> _Task to carry out_: The answer should be an exact repeat of the stretch of material below from the line containing "sleeve and record integer pixel coordinates." through the line containing "neck and record integer pixel coordinates.".

[[ Materials provided open ]]

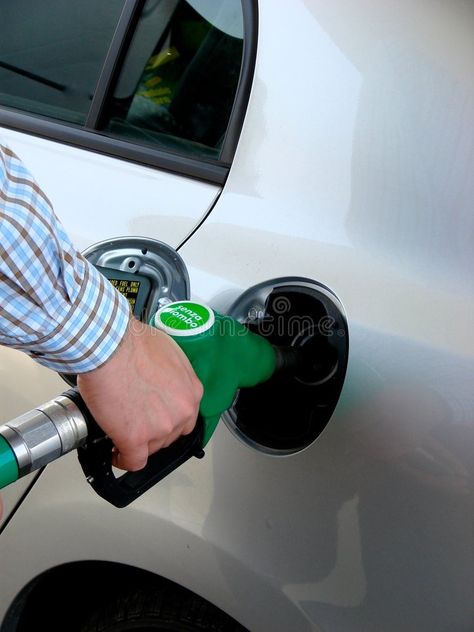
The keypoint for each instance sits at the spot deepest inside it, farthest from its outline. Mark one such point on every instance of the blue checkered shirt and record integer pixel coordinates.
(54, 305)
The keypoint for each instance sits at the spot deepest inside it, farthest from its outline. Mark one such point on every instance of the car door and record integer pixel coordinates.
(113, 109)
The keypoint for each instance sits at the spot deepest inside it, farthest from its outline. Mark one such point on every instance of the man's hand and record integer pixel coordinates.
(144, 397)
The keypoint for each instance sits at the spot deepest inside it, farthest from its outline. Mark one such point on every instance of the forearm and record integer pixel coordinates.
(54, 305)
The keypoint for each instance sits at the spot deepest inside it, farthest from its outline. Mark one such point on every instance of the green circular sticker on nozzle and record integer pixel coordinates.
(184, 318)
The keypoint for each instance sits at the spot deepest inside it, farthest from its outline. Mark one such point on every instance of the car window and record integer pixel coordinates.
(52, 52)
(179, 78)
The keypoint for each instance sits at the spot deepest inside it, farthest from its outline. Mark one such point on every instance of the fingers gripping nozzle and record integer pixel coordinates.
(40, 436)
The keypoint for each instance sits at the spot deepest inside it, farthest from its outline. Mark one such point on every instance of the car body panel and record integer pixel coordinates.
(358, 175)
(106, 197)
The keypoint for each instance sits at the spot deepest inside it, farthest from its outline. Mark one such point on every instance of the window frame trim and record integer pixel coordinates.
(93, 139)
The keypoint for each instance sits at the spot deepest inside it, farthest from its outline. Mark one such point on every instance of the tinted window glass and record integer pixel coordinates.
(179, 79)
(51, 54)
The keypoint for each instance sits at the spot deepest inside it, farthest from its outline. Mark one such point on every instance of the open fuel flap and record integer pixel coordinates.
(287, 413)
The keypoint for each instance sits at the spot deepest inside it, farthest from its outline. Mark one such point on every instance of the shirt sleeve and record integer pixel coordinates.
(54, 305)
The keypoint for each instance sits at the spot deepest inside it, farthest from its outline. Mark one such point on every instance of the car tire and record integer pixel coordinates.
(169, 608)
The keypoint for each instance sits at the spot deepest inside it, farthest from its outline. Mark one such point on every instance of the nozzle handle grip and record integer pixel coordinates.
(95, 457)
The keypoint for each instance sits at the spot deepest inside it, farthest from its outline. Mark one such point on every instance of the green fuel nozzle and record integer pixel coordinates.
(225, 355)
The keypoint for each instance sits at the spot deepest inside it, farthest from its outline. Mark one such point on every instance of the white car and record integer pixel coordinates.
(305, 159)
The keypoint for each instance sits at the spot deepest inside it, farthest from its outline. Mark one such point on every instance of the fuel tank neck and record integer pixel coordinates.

[[ Materials provided closed ]]
[[ Materials provided open ]]

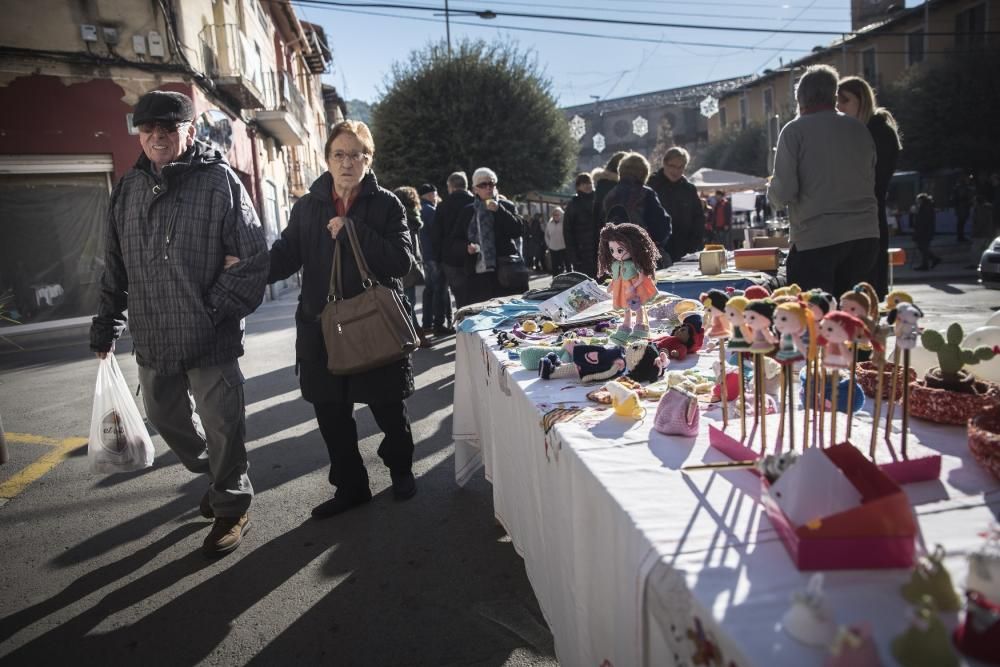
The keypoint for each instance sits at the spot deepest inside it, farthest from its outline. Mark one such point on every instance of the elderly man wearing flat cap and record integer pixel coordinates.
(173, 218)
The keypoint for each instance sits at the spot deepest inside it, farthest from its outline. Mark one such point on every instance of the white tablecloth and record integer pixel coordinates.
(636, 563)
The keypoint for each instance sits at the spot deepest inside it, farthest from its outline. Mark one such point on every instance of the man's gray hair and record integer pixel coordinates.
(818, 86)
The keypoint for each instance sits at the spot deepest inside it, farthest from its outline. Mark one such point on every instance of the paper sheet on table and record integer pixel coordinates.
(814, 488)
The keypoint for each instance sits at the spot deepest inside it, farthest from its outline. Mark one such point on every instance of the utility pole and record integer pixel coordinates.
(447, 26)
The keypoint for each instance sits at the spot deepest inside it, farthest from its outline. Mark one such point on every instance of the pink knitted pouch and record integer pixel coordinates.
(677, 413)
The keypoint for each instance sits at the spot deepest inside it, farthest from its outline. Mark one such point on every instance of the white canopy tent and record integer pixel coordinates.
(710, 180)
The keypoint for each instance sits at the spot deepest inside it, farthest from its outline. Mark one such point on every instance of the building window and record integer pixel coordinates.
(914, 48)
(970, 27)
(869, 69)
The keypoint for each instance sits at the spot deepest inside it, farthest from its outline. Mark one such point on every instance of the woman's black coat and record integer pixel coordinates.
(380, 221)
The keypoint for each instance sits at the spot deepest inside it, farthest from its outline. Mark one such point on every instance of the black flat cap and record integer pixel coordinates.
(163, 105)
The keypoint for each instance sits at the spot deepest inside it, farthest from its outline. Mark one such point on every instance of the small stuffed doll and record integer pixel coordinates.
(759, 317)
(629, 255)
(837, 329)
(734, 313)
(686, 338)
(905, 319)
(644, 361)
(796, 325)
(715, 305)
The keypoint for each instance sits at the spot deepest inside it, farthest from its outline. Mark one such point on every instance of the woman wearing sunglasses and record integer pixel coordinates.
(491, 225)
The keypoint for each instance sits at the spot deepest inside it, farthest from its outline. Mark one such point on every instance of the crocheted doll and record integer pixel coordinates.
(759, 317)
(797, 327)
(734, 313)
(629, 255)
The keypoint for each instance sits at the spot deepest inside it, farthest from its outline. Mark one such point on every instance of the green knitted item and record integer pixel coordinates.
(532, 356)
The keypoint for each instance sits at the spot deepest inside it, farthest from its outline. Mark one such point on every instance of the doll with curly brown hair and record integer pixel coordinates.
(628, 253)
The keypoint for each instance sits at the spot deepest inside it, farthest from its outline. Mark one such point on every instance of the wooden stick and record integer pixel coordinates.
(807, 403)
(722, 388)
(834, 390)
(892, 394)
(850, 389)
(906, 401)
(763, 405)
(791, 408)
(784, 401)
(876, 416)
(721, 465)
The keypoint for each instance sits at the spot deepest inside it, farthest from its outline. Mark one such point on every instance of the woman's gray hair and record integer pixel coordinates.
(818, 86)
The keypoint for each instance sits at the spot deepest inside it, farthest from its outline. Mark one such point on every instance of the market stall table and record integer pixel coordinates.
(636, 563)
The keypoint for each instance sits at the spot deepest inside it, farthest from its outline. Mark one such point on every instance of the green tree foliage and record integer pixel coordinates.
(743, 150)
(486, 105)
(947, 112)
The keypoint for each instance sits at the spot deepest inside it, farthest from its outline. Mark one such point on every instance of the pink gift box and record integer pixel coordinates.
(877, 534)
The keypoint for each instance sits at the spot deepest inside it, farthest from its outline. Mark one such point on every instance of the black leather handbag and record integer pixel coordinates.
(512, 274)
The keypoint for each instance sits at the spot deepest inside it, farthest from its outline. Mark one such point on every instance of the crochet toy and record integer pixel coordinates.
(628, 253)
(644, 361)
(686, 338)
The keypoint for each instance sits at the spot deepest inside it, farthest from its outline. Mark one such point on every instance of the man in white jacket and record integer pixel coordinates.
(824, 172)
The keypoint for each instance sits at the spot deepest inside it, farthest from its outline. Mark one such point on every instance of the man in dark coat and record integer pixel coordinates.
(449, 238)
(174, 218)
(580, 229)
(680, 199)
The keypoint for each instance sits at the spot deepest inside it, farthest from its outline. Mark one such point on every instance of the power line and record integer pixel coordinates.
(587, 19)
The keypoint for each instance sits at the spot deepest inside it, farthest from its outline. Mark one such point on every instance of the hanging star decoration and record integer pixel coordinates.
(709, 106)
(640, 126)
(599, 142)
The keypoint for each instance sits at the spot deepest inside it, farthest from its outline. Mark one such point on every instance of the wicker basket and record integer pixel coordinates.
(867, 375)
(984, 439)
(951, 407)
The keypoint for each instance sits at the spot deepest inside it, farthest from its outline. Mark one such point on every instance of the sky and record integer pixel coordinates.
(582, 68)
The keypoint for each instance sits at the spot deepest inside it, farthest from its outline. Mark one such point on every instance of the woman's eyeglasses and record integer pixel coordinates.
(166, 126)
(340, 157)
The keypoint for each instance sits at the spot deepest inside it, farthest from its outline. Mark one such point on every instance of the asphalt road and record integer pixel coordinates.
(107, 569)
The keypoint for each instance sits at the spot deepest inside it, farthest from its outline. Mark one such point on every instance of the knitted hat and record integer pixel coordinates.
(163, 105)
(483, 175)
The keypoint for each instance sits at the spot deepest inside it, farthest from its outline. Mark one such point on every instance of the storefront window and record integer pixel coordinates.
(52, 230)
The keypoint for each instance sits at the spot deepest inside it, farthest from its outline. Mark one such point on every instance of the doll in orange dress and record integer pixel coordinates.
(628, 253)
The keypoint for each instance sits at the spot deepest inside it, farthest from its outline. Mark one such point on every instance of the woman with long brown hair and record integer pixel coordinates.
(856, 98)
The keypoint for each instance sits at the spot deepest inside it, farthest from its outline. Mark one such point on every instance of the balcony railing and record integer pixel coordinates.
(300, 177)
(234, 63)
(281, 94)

[[ Materials provided closed ]]

> _Written answer_:
The keypoint for each instance sits at the spot deepest inside it, farthest from its outline. Mark one such point on every instance of the shirt sleeve and record integer pixel coordinates.
(54, 305)
The keypoint for each instance sits at the spot deepest inside it, farthest from its outline. Mark one such point on every instance of the car tire and record integer pixel coordinates.
(169, 608)
The keypoint for each instance sits at the spot deepest inside it, farthest from its outline. Mark one such point on every instance of the nozzle handle grip and record integer pixel coordinates.
(95, 457)
The keypoint for each instance sits at the spot deepest inside it, farthest from its outline. Mark one such point on every instance of the green fuel nozzle and record integer pixel coordinates.
(225, 355)
The keypoint for each instance sits at the spot deepest inside it, farthest from its outline. Mark one such point on every instance of the white car and record integer pixel coordinates.
(305, 159)
The keypoint for each instance sits at the spot deepest inside it, farthest from its outline. Mark one such point on every instance of the fuel tank neck and record integer pixel coordinates.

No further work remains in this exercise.